# TEXT EXCERPT
Companies that can make them are expanding their capacity and 6.5-million industrial masks will be delivered in two weeks.

Local suppliers who import need to be “more aggressively trying to source products” and local companies need to ramp up production.

“This is critical.”

He says it's hard to say what’s coming until there’s been proper testing in the townships.

This has been hampered by a shortage of testing kits although a batch recently landed in SA utilising a structure his workgroup has set up to source globally.

Importing scarce medical equipment is fraught with complications, he says.

“The National Health Laboratory Services is told a million kits are being sent on Monday, and then the freight is delayed or someone else snatches up the order and a week later they’re still waiting. It’s a common problem.”

If anyone can negotiate these difficulties then that person is Nicolaou, senior executive for strategic trade at Aspen.

His health work-group has set up a sourcing, procurement, logistics and distribution operation using top local audit, legal and supply chain logistics firms which are giving their services for nothing.

# THE TASK
According to the excerpt on sourcing medical supplies, how many industrial masks will be delivered in two weeks?

# RECORDS SHOWN
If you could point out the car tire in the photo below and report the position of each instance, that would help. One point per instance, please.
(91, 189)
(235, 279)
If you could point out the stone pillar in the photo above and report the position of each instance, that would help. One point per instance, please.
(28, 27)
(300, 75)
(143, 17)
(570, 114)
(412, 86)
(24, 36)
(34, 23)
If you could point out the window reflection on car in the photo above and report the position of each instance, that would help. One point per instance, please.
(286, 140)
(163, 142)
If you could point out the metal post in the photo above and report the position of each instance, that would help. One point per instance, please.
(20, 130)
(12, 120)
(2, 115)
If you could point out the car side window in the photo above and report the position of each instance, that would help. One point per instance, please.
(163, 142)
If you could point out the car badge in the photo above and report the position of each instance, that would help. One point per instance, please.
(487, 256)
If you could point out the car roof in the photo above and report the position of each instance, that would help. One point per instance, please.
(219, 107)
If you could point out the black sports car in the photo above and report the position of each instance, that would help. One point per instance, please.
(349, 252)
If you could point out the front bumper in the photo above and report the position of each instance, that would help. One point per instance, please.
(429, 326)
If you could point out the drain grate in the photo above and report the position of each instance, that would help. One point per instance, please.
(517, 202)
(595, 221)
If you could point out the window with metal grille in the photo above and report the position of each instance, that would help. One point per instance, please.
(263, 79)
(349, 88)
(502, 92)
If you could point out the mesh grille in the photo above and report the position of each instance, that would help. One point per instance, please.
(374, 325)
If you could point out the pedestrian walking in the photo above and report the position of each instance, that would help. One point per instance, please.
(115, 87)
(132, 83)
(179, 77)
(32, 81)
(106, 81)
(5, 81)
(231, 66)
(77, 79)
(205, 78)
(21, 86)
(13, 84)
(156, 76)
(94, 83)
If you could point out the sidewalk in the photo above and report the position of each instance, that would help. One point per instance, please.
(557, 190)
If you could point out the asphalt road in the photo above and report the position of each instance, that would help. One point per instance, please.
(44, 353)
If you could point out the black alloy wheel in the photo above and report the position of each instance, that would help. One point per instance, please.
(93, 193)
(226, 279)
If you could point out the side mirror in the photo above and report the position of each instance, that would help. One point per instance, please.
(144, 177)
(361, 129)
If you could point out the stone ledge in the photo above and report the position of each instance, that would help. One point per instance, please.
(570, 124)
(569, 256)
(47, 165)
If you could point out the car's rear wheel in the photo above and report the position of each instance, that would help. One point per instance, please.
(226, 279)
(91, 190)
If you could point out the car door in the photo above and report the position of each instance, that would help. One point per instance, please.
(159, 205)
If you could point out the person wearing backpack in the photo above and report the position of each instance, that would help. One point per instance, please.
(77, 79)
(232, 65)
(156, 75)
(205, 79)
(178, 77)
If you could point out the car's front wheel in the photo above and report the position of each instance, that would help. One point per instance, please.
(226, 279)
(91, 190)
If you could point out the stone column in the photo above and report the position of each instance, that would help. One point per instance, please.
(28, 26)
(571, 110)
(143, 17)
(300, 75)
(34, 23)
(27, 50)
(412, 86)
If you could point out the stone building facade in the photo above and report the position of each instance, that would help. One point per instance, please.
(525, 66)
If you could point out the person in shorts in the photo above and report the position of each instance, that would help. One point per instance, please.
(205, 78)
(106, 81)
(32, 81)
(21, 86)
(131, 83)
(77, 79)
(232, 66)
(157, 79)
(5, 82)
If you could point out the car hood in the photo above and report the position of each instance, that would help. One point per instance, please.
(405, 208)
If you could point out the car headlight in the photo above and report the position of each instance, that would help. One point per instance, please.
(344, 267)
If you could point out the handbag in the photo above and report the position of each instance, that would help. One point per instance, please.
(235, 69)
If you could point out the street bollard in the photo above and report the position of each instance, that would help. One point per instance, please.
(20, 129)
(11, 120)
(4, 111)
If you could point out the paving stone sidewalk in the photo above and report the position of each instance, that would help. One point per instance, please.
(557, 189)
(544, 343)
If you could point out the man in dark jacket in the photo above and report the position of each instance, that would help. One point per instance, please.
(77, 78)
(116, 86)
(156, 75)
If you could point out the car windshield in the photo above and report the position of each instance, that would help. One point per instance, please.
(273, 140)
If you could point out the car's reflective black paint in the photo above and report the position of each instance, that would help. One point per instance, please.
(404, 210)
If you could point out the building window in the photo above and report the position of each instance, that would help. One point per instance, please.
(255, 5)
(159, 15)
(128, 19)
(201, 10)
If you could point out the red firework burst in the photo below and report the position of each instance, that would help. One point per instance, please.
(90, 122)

* * *

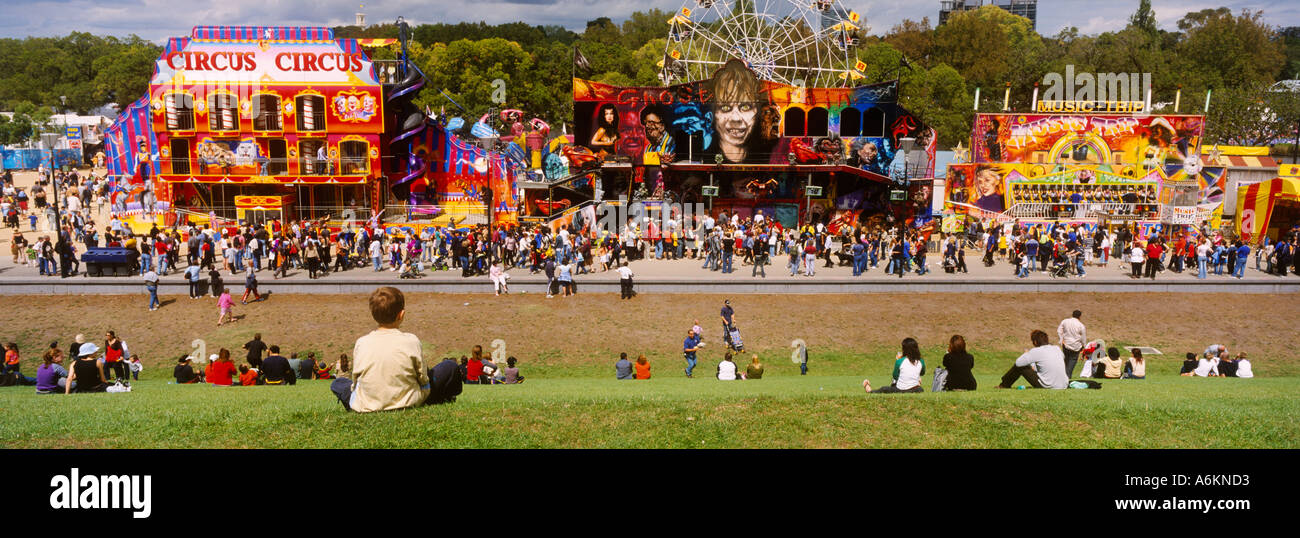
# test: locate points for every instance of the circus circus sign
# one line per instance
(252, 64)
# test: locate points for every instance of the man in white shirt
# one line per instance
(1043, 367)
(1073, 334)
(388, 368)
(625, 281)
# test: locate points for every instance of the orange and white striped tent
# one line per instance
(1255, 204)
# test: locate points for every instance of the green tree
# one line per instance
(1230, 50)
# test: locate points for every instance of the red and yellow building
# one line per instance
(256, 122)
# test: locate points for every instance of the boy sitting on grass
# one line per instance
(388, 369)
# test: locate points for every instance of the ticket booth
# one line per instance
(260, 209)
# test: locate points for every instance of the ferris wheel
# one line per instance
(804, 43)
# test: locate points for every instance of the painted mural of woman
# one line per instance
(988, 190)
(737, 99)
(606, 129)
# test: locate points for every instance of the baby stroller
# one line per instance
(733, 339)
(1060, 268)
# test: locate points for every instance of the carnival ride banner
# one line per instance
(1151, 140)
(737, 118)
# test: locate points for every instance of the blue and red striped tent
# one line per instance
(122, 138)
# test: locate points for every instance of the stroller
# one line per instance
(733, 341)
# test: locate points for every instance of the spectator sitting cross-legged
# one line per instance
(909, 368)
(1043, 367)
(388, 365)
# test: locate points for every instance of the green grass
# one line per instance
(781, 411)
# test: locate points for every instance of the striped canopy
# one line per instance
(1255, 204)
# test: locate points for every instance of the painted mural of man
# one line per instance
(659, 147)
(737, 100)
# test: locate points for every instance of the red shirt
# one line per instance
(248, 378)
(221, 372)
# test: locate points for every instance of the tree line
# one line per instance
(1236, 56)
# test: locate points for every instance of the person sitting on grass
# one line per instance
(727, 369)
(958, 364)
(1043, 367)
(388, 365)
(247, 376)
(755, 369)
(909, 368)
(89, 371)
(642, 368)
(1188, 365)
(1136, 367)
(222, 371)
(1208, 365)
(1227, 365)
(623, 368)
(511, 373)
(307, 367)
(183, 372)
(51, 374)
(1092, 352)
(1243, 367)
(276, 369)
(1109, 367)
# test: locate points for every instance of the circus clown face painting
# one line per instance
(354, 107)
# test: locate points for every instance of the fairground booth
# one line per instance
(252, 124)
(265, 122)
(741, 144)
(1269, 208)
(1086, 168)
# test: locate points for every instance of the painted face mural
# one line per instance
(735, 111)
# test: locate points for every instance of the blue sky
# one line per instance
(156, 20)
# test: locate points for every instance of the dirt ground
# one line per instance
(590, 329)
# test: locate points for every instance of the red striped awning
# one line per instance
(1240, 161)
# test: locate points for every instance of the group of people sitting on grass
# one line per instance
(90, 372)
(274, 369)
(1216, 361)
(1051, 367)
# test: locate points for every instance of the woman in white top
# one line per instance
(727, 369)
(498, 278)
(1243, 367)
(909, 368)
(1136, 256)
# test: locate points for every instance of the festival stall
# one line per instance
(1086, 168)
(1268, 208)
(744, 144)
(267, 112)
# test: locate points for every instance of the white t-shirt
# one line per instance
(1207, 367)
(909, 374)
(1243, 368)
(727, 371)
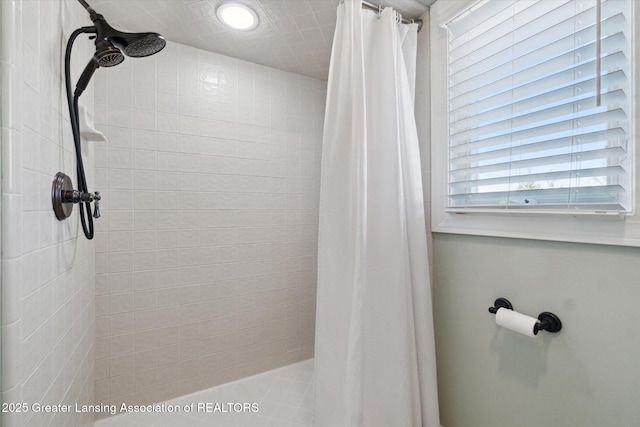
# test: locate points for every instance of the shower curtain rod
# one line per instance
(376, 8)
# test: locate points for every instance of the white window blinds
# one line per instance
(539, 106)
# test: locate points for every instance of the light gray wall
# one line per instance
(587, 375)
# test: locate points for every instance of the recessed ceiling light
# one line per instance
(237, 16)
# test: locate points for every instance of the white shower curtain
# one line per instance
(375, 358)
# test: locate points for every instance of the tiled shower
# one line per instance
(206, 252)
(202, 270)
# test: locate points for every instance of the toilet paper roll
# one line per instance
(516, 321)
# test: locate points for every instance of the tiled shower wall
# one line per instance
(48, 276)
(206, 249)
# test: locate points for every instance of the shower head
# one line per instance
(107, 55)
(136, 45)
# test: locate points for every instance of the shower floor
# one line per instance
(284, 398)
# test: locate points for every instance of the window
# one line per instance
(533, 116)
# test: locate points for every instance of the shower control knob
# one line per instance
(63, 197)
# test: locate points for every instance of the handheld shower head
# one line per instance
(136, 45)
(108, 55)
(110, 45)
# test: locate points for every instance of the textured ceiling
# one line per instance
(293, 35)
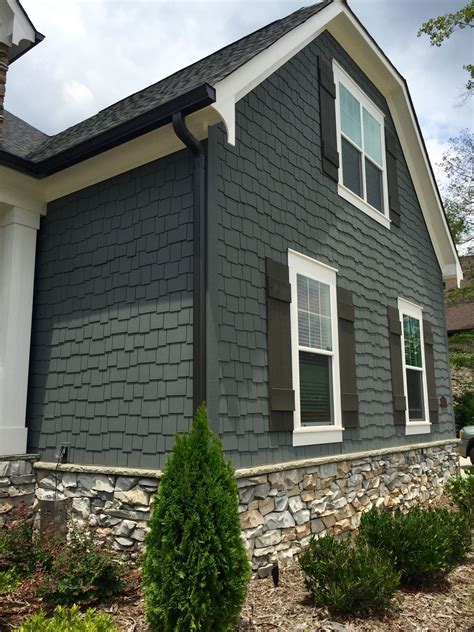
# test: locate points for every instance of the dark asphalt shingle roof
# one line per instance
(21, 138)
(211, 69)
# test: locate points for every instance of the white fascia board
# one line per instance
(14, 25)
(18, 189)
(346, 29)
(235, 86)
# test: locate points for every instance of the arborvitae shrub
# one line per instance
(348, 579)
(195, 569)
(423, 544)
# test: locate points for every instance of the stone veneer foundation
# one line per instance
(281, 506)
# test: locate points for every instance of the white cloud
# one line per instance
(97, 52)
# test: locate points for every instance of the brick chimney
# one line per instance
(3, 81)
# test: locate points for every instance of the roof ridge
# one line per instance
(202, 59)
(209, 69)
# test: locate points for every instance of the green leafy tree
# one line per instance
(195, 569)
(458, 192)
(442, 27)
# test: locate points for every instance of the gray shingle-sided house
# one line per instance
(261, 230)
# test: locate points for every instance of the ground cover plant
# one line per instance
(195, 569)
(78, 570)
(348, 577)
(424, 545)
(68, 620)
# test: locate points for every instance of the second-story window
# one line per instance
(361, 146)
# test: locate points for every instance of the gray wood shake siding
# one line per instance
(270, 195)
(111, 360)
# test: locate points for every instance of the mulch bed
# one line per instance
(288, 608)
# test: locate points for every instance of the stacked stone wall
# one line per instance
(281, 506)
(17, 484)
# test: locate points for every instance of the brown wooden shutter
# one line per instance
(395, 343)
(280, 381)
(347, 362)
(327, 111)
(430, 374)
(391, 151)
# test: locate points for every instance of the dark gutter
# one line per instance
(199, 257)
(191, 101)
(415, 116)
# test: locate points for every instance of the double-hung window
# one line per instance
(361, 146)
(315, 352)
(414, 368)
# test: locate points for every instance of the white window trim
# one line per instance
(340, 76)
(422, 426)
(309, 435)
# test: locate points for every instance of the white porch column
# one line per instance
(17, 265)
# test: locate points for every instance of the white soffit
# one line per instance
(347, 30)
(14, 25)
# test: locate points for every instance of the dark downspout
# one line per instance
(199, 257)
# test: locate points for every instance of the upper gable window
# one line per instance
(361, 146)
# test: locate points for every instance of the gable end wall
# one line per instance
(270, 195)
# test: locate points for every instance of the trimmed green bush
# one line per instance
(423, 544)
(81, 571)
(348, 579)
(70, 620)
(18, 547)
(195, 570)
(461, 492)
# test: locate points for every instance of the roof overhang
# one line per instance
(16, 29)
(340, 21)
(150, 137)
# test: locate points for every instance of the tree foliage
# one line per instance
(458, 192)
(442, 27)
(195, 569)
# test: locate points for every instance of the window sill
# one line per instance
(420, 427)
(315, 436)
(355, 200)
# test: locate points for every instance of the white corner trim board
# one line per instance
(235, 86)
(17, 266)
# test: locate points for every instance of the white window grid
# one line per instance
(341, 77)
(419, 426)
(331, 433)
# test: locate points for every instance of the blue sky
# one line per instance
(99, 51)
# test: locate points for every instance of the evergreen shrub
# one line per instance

# SOLUTION
6.5 million